◆ WRITTEN REQUEST
Rewrite the data below as a numbered list, one line per item, omitting any blank lines.

────

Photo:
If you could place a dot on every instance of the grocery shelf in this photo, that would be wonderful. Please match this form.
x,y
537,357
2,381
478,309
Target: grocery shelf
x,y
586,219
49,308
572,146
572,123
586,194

────

◆ WRITTEN RESPONSE
1. Photo:
2. If you could place a dot on every instance of the grocery shelf in this photo, that would be wonderful. Please match this form.
3. x,y
4. 537,357
5. 2,381
6. 478,309
7. Target: grocery shelf
8. x,y
9. 586,219
10. 49,308
11. 572,146
12. 572,123
13. 586,194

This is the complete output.